> _Goal of the exercise_: Transcribe the records in their entirety, exactly as given.

> _Information supplied_:
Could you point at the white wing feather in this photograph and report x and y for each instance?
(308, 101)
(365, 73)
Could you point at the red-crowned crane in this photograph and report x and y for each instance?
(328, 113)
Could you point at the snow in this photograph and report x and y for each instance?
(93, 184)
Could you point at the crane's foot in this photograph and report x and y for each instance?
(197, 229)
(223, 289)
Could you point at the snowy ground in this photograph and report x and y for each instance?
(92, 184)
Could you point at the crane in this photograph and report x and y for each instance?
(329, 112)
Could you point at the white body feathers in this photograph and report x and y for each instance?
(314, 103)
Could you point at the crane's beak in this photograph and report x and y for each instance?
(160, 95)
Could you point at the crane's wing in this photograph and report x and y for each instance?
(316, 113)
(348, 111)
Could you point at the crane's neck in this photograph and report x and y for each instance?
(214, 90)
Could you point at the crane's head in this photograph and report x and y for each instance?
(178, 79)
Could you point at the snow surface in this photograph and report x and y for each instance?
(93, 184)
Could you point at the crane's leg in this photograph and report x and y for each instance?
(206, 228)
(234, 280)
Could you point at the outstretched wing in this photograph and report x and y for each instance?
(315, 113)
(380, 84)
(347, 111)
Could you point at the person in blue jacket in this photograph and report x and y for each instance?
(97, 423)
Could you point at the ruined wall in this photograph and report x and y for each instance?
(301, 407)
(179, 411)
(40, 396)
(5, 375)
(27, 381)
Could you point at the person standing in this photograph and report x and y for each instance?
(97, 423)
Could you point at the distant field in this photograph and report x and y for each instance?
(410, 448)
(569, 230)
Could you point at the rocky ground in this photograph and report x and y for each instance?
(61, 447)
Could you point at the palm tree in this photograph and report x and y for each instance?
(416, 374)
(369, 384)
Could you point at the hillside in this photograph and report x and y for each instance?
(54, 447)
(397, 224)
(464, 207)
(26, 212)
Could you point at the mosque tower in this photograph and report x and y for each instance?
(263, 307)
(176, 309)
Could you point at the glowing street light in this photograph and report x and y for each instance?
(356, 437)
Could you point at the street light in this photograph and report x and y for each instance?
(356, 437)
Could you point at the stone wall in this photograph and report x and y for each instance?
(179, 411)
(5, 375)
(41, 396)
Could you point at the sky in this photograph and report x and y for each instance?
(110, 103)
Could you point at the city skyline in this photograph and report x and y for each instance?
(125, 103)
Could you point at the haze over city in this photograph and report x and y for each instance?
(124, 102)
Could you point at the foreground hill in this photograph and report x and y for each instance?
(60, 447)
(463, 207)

> _Reply to the exercise_:
Could you point at the white wing feather in this photograph and report x and y for each instance?
(308, 101)
(365, 73)
Could you point at the red-crowned crane in this photograph and report x and y for each instance?
(328, 113)
Could you point at the snow in this photograph and report x and y for each instance?
(93, 184)
Could you point at the crane's foot in this photograph and report x and y for each instance?
(197, 229)
(223, 289)
Could you point at the snowy ground in this photograph and report x and y for each instance?
(92, 184)
Could you point at the crane in this photograph and report x and y for each instance?
(329, 112)
Could you point at the white body feathers in this photograph and report x and y for each instance?
(314, 103)
Could you point at the crane's beak in this photograph and report x and y for each instance?
(160, 95)
Could you point at the crane's wing in this photograph and report x and y for each instance?
(316, 113)
(348, 111)
Could you point at the crane's neck in this photograph and report x and y for each instance?
(214, 90)
Could you point at the crane's head in this photograph and report x and y for each instance?
(178, 79)
Could you point at the snow surface in this photograph and report x and y for each instance?
(93, 184)
Could you point at the crane's leg in this photograph and report x and y for each instance?
(206, 228)
(234, 280)
Could you point at the outstretched wing in this photograph and report x and y for each instance?
(315, 113)
(380, 84)
(347, 111)
Could you point at the person in blue jacket in this photograph and report x and y for each instance?
(97, 423)
Could you point at the ruined wall in this photograph and report x and y for each instance?
(301, 407)
(179, 411)
(40, 396)
(5, 375)
(27, 381)
Could you point at the person standing in this photograph and report x and y for each instance?
(97, 423)
Could you point at the distant field in this photograph and report x and y for each instance?
(410, 448)
(569, 230)
Could you point at the rocky ground in this photograph and report x and y for each instance?
(61, 447)
Could you point at the palm tree in this photograph and report x and y for each instance?
(416, 374)
(369, 384)
Could you point at the hillside in this photograph and report x and y for each instance?
(54, 447)
(397, 224)
(464, 207)
(26, 212)
Could you point at the mosque tower in this photograph and report x and y for each instance?
(263, 307)
(176, 309)
Could you point at the glowing street light in this photograph and report x and y for each instance?
(356, 437)
Could you point at the street light in this photograph and report x and y for each instance?
(356, 437)
Could you point at the stone wall in this photograph and report x and y for each instance?
(179, 411)
(5, 375)
(41, 396)
Could you point at the sky in this photograph and report x and y for each instance?
(110, 103)
Could you point at the city skyline in this photograph and report x and y for each instance?
(125, 103)
Could you point at the haze over city in this photograph and report x and y for each instance?
(124, 102)
Could you point at the foreground hill in this photograph and report x and y for each instance?
(60, 447)
(463, 207)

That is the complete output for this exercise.